• Consignes:
1: D'après le texte sur Ilania Abileah, quels modes d'expression l'artiste utilise-t-elle ?
2: Recopiez un passage du texte sur Ilania Abileah : partez des mots « Sa quête visuelle » et arrêtez-vous après « n’est pas perceptible. ».
3: Écrivez la suite du texte sur Ilania Abileah, à partir de sa dernière phrase.

Au fil de ses œuvres, Ilania Abileah se révèle comme exploratrice de territoires visuels inédits. Douée d’un tempérament, elle allie l’intellect à l’émotion.

Sa quête visuelle inclut un parti pris pour la « beauté ». Intrépide, Ilania Abileah s’empare de nombreux modes d’expression, de la peinture à l’acrylique à la céramique, en passant par la tempera et la gravure. En dépit de la diversité des voies et des moyens qu’elle emprunte, l’artiste produit une œuvre clairement unitaire où s’impose un « quelque chose qui émane du sujet qui crée l’œuvre ». Chaque pièce possède son propre point de mire, de sorte que l’hybridité visuelle dont elle est issue n’est pas perceptible.

L’unité visuelle se traduit par une légèreté aérienne méditative que scandent des textures au chromatisme rythmé. Ainsi, l’empreinte textile et les diverses granulations tracées sur la surface des impressions collagraphiques se caractérisent à la fois par leur variété et leur délicatesse.

• Données fournies:
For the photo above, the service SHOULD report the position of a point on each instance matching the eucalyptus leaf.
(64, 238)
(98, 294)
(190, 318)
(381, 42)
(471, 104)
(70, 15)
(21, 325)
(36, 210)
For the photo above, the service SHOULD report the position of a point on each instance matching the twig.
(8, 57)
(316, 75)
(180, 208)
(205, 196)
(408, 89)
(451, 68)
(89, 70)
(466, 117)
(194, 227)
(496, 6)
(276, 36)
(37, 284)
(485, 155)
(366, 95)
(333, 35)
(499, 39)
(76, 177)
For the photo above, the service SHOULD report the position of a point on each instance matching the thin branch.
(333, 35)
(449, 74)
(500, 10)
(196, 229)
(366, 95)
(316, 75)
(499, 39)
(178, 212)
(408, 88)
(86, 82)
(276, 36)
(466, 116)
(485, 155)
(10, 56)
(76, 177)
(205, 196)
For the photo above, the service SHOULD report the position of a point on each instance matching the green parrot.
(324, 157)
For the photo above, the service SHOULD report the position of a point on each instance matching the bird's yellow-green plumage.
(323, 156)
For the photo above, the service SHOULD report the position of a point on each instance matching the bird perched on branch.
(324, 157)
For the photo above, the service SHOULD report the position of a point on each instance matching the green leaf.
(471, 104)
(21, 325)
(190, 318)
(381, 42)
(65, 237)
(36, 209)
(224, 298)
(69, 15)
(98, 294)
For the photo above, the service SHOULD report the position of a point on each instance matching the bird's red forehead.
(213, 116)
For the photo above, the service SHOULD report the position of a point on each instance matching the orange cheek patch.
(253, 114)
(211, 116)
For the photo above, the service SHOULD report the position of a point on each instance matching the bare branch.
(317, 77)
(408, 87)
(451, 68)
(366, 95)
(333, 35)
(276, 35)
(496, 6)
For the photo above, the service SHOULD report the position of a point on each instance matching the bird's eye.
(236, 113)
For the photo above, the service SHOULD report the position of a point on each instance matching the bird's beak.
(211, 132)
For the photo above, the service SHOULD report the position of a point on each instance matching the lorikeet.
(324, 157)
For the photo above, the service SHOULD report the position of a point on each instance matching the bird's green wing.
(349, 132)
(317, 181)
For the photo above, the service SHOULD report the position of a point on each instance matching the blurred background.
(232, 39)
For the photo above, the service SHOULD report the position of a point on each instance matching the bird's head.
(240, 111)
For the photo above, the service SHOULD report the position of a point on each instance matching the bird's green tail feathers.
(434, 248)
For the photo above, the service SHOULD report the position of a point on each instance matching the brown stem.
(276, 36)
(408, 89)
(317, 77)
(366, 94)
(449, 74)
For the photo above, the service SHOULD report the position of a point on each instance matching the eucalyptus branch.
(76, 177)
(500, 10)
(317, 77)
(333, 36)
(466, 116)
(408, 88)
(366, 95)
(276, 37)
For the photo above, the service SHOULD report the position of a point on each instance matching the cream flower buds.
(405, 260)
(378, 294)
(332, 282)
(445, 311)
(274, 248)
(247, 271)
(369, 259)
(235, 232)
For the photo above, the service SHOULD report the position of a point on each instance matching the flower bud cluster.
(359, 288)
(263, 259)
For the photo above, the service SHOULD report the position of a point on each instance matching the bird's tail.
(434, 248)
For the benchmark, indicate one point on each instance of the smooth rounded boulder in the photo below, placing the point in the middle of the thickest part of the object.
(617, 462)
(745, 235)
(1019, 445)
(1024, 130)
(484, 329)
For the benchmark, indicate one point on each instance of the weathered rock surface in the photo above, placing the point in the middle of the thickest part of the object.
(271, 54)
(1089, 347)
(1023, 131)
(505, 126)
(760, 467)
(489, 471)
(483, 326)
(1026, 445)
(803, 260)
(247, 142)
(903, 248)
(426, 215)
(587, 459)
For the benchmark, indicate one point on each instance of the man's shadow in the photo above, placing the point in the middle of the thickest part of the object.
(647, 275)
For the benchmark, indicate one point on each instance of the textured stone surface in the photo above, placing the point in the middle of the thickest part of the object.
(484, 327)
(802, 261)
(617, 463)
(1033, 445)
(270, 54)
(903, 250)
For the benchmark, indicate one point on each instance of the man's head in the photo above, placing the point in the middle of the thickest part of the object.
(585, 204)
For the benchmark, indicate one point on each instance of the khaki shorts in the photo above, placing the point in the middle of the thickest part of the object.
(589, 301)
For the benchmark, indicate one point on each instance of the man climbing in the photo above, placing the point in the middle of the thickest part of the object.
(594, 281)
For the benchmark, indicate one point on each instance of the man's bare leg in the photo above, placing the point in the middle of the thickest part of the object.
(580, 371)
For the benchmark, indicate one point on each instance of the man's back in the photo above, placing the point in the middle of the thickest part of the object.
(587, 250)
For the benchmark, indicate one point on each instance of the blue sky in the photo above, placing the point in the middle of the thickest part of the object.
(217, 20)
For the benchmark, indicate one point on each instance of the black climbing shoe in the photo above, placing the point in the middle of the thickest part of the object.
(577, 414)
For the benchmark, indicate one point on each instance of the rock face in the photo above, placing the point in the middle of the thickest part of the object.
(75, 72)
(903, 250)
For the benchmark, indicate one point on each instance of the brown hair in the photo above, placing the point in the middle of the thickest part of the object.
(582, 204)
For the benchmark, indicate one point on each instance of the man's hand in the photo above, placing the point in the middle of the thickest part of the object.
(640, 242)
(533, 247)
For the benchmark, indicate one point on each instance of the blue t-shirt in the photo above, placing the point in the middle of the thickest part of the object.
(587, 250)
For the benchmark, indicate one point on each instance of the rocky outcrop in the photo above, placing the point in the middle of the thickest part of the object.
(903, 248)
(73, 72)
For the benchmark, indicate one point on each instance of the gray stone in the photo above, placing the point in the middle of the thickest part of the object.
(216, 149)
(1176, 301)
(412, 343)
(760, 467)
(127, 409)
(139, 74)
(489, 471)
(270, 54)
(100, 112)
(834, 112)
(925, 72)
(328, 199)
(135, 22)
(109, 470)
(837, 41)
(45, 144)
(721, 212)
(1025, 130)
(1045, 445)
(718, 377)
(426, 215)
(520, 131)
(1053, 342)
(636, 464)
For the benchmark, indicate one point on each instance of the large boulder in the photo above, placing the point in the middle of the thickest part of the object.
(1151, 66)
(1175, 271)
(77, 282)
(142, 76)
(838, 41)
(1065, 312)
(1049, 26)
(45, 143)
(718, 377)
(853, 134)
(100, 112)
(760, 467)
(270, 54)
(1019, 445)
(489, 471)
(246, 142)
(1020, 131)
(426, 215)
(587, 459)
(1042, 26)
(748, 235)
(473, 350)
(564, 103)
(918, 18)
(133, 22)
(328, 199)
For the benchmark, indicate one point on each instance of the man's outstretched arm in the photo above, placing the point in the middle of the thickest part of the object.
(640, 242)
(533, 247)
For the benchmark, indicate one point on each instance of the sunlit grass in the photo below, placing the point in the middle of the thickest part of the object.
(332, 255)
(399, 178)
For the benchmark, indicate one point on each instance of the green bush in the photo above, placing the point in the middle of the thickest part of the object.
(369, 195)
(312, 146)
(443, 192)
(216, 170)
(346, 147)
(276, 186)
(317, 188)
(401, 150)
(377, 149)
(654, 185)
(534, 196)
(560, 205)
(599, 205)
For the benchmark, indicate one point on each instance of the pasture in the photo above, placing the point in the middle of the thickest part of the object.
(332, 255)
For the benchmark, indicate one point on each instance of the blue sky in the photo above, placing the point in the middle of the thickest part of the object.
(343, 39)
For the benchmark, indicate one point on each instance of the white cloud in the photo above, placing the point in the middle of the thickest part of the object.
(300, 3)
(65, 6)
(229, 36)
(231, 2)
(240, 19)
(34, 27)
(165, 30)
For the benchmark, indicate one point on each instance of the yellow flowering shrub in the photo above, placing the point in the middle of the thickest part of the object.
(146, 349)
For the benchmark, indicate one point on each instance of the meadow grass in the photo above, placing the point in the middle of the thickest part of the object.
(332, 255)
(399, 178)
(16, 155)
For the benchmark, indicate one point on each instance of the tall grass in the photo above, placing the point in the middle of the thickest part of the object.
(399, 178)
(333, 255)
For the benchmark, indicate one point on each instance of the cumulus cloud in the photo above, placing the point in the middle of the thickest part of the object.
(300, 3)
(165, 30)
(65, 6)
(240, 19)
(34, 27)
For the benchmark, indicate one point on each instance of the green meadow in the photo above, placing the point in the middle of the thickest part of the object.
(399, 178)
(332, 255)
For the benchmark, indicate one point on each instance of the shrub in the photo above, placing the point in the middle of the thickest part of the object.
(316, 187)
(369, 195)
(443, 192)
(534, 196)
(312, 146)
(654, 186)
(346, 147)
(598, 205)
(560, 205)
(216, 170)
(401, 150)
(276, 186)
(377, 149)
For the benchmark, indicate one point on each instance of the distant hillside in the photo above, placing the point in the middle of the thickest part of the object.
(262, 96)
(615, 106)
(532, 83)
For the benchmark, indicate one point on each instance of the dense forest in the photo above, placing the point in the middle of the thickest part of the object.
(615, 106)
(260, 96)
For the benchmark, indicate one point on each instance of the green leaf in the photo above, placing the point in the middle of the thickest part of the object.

• Réponses attendues:
1: La peinture à l'acrylique, la céramique, la tempera et la gravure.

2:
Sa quête visuelle inclut un parti pris pour la « beauté ». Intrépide, Ilania Abileah s’empare de nombreux modes d’expression, de la peinture à l’acrylique à la céramique, en passant par la tempera et la gravure. En dépit de la diversité des voies et des moyens qu’elle emprunte, l’artiste produit une œuvre clairement unitaire où s’impose un « quelque chose qui émane du sujet qui crée l’œuvre ». Chaque pièce possède son propre point de mire, de sorte que l’hybridité visuelle dont elle est issue n’est pas perceptible.

3:
Quelques thèmes jalonnent l’ensemble des productions. L’amour et l’érotisme, ponctués de tonalités dans les gammes de rouge et d’orangé, se manifestent notamment par la présence assez fréquente du serpent, qui évoque la pulsion érotique masculine ; le violoncelle ou la contrebasse renvoie probablement à des résonances féminines. La nature constitue par ailleurs une forme d’arrière-plan de l’œuvre. Des ambiances lumineuses bleues et lilas, témoignant d’un rêve de la Méditerranée, côtoient des aspects de la nature nordique inspirés par la poésie des Laurentides. L’artiste est fascinée aussi par le monde de la danse classique et contemporaine. En contrepoint aux formes géométriques, le dessin est parfois caractérisé par un mouvement libre et comparable à celui de la danse.

On trouve encore dans les productions d’Ilania Abileah des lettres de l’alphabet hébraïque, témoignant d’une culture juive revue par une sensibilité israélienne, c’est-à-dire actuelle.

« Je fais de la gravure, mais je la fais en tant que peintre », précise l’artiste, en se démarquant ainsi de la « nature dessinée ». Elle rappelle l’essence de la gravure définie en quelque sorte par la ligne. Ainsi s’expliquent ses préférences chromatiques. Dans la collagraphie intitulée Qu’est-ce qui suit ? (2008), ainsi que dans la gravure sur bois La dame de la vague (2001), les couleurs primaires ainsi que le vert déterminent l’atmosphère visuelle, elles s’inscrivent dans un jeu de lignes ascendantes renvoyant à une certaine spiritualité.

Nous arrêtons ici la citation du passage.